======== Document section ========

In 1528 Piri Reis drew a second world map, of which a small fragment (showing Greenland and North America from Labrador and Newfoundland in the north to Florida, Cuba, Dominican Republic, Jamaica and parts of Central America in the south) still survives. For many years, little was known about the identity of Piri Reis. His name, roughly translated, means Captain Piri.[4] Today, based on the Ottoman archives, we know that his full name was "Hadji Ahmed Muhiddin Piri"[5] and that he was born either in Gelibolu (Gallipoli) on the European part of the Ottoman Empire (in present-day Turkish Thrace),[6][7] or in Karaman (his father's birthplace) in central Anatolia,[8] then the capital of the Beylik of Karaman (annexed by the Ottoman Empire in 1487). The exact date of his birth is unknown. The honorary and informal Islamic title Hadji (Turkish: Hacı) in Piri's (Hadji Ahmed Muhiddin Piri) and his father's (Hadji Mehmed Piri) names indicate that they had completed the Hajj (Islamic pilgrimage) by going to Mecca during the dedicated period of Hadjj and fulfilling the required rituals.
 
He was the son of Hadji Mehmed Piri, and began engaging in government-supported privateering (a common practice in the Mediterranean Sea among both the Muslim and Christian states of the 15th and 16th centuries) when he was young, in 1481, following his uncle Kemal Reis,[9] a well-known corsair and seafarer of the time, who later became a famous admiral of the Ottoman Navy.[6] During this period, together with his uncle, he took part in many naval wars of the Ottoman Empire against Spain, the Republic of Genoa and the Republic of Venice, including the First Battle of Lepanto (Battle of Zonchio) in 1499 and Second Battle of Lepanto (Battle of Modon) in 1500. When his uncle Kemal Reis died in 1511 (his ship was wrecked by a storm in the Mediterranean Sea, while he was heading to Egypt), Piri returned to Gelibolu, where he started working on his studies about navigation.

========

### [Exercise objective]
Copy out the passage on Piri Reis word for word, start to finish.

======== Record list ========

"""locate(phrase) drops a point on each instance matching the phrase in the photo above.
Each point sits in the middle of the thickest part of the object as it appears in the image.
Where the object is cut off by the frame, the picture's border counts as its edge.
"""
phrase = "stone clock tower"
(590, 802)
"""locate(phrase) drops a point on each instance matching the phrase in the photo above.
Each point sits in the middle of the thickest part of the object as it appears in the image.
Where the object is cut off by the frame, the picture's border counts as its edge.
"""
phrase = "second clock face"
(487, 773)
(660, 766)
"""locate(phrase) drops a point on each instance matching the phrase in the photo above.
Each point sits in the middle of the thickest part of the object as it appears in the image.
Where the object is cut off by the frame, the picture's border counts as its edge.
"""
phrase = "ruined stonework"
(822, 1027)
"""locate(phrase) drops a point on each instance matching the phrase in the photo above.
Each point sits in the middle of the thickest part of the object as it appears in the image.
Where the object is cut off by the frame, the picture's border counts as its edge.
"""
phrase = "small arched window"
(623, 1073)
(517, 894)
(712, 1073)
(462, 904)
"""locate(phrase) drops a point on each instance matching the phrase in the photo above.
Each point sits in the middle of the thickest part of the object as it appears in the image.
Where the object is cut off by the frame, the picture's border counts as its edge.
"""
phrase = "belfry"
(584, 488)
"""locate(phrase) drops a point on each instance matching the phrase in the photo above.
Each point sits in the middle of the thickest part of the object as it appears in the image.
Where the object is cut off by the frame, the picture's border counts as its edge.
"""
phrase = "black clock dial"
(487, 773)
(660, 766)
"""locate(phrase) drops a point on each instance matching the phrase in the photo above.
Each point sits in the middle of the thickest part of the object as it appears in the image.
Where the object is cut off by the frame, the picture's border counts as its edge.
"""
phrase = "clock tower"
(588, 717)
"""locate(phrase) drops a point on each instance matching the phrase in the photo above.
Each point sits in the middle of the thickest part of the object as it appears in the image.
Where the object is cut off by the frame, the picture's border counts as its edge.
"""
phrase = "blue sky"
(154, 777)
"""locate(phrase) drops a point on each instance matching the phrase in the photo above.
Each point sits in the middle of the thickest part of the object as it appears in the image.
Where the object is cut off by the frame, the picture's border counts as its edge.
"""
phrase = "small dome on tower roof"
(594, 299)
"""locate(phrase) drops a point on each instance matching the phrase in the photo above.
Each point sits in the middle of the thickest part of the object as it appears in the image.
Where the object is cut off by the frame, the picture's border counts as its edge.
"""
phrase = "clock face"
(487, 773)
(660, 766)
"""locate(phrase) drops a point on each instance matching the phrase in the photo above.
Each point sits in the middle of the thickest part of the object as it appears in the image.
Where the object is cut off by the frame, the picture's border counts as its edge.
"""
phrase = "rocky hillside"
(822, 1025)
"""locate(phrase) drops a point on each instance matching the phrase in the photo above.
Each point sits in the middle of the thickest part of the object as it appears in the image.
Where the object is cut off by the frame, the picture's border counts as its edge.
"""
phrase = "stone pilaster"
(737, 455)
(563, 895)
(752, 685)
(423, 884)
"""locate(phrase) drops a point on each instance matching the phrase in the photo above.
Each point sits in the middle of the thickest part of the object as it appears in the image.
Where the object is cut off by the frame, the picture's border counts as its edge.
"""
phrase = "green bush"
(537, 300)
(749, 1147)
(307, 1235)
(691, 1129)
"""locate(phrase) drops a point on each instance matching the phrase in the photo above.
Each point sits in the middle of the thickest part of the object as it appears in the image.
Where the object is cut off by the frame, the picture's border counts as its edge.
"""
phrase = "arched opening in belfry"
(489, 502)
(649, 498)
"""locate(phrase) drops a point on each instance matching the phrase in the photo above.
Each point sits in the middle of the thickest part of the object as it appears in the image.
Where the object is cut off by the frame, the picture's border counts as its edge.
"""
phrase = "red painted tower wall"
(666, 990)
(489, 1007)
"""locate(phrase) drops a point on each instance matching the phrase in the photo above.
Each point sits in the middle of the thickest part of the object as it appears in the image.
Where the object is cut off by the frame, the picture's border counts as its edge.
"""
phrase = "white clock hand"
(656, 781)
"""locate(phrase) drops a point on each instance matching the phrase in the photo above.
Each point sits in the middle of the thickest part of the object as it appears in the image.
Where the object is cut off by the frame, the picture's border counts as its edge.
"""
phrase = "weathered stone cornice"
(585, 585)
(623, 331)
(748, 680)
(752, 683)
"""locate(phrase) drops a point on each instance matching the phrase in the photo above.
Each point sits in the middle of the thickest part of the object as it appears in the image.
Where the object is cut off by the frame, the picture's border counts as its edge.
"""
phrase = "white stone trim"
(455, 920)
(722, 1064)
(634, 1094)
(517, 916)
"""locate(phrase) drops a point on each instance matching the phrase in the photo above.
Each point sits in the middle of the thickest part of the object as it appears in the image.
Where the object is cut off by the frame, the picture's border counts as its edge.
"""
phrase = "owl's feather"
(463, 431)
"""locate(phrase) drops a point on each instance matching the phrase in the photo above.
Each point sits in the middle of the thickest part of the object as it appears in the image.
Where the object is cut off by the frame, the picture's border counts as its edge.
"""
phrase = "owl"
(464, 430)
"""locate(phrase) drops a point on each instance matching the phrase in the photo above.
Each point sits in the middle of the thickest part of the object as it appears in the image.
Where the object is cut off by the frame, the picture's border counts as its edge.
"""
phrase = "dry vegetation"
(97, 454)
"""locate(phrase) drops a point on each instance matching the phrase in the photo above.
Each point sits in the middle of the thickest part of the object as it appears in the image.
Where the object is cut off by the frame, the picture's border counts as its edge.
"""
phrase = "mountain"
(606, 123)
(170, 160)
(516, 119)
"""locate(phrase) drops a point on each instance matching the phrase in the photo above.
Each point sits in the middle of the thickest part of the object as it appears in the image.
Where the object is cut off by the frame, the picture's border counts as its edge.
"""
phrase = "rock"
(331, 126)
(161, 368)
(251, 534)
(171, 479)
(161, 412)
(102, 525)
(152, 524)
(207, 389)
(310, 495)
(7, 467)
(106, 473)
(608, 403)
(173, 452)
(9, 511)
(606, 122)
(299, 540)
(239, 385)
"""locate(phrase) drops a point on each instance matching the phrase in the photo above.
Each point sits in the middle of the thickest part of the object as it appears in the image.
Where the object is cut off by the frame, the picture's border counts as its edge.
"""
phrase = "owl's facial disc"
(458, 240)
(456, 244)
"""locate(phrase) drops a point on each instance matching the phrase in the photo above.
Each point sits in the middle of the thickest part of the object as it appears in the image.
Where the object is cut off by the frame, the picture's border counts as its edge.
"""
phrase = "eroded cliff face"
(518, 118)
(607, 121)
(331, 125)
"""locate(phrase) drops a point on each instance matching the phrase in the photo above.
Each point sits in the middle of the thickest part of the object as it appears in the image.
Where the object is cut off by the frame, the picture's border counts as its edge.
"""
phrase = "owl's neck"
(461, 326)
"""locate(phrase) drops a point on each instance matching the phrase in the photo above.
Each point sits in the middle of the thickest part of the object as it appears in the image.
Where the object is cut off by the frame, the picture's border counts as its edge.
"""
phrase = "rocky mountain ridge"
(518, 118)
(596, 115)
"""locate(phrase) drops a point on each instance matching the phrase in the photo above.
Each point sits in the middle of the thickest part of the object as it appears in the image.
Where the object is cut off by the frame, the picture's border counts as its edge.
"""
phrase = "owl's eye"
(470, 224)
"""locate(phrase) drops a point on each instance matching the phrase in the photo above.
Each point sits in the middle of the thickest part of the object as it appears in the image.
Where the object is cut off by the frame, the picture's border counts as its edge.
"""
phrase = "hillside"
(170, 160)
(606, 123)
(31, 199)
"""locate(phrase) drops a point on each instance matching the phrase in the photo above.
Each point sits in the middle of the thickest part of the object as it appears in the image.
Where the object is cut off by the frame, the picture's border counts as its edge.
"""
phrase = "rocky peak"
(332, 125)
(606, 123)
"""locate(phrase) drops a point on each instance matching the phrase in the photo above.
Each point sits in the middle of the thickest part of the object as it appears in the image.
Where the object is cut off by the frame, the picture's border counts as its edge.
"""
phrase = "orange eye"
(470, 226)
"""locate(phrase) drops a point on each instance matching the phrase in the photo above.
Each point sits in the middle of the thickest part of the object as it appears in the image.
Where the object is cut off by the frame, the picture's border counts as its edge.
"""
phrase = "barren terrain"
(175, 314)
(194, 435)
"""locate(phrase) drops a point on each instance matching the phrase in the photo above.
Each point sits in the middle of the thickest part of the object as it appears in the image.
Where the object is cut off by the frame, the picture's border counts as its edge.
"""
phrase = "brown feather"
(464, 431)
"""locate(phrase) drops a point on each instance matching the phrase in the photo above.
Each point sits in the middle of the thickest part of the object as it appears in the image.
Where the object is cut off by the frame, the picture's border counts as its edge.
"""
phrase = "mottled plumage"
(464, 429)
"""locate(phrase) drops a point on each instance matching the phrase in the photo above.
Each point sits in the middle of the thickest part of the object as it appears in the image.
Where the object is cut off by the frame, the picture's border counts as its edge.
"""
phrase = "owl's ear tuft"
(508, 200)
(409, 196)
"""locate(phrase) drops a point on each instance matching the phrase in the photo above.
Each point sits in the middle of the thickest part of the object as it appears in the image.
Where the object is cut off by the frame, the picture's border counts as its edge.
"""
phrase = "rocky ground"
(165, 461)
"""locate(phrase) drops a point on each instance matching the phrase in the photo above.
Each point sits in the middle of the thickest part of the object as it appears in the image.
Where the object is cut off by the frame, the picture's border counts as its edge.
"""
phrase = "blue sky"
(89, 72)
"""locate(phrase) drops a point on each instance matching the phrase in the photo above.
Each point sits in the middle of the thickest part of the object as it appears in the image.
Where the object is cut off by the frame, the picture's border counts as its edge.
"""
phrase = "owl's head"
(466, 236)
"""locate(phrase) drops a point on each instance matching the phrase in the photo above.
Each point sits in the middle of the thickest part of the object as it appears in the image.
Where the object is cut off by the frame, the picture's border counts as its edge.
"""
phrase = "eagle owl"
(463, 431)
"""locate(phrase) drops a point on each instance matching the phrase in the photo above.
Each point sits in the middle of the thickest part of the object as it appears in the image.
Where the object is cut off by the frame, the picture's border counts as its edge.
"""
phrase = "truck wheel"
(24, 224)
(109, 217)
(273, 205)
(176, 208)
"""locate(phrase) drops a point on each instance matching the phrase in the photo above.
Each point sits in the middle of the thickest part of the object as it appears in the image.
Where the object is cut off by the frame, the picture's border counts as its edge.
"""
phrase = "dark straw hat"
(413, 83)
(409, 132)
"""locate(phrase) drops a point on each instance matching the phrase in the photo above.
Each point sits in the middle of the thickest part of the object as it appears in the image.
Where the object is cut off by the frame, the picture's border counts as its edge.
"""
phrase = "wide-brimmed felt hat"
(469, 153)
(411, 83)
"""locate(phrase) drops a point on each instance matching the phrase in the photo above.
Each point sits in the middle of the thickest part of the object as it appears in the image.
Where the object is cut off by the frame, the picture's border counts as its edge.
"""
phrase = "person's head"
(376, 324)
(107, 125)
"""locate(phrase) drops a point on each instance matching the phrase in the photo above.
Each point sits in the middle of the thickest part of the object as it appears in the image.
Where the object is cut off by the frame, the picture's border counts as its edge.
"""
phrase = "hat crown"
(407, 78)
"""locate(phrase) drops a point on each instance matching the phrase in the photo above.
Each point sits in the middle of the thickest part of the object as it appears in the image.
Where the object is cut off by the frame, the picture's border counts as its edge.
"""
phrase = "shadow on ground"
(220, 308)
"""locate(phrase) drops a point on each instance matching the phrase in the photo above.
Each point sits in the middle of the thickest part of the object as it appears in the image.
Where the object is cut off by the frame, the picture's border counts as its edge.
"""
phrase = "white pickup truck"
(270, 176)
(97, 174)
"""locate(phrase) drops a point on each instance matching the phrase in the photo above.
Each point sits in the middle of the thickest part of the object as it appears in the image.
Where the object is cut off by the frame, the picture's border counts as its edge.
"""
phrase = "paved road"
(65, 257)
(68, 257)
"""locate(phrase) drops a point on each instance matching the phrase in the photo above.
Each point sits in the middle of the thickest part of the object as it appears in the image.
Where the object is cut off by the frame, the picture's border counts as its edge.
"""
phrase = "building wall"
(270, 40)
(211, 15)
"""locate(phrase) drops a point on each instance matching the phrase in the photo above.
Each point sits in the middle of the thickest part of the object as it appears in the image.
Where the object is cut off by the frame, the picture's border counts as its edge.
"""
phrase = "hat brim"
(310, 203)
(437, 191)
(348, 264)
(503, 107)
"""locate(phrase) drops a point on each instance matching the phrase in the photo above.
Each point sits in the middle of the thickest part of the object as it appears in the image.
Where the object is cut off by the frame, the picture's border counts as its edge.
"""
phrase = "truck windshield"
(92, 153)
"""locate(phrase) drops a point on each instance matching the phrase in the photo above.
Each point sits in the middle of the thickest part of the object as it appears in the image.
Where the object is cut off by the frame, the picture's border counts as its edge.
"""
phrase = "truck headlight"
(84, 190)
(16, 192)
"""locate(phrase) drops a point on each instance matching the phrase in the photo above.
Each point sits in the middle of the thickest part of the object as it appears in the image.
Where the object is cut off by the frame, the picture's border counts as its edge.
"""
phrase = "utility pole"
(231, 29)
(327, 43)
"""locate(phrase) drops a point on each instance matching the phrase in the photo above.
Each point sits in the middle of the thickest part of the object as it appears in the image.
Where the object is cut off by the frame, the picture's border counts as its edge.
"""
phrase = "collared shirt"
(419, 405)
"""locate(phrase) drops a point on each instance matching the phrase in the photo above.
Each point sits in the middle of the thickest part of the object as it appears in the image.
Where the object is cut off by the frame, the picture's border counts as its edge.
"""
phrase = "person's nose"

========

### [Worked answer]
In 1528 Piri Reis drew a second world map, of which a small fragment (showing Greenland and North America from Labrador and Newfoundland in the north to Florida, Cuba, Dominican Republic, Jamaica and parts of Central America in the south) still survives. For many years, little was known about the identity of Piri Reis. His name, roughly translated, means Captain Piri.[4] Today, based on the Ottoman archives, we know that his full name was "Hadji Ahmed Muhiddin Piri"[5] and that he was born either in Gelibolu (Gallipoli) on the European part of the Ottoman Empire (in present-day Turkish Thrace),[6][7] or in Karaman (his father's birthplace) in central Anatolia,[8] then the capital of the Beylik of Karaman (annexed by the Ottoman Empire in 1487). The exact date of his birth is unknown. The honorary and informal Islamic title Hadji (Turkish: Hacı) in Piri's (Hadji Ahmed Muhiddin Piri) and his father's (Hadji Mehmed Piri) names indicate that they had completed the Hajj (Islamic pilgrimage) by going to Mecca during the dedicated period of Hadjj and fulfilling the required rituals.
 
He was the son of Hadji Mehmed Piri, and began engaging in government-supported privateering (a common practice in the Mediterranean Sea among both the Muslim and Christian states of the 15th and 16th centuries) when he was young, in 1481, following his uncle Kemal Reis,[9] a well-known corsair and seafarer of the time, who later became a famous admiral of the Ottoman Navy.[6] During this period, together with his uncle, he took part in many naval wars of the Ottoman Empire against Spain, the Republic of Genoa and the Republic of Venice, including the First Battle of Lepanto (Battle of Zonchio) in 1499 and Second Battle of Lepanto (Battle of Modon) in 1500. When his uncle Kemal Reis died in 1511 (his ship was wrecked by a storm in the Mediterranean Sea, while he was heading to Egypt), Piri returned to Gelibolu, where he started working on his studies about navigation.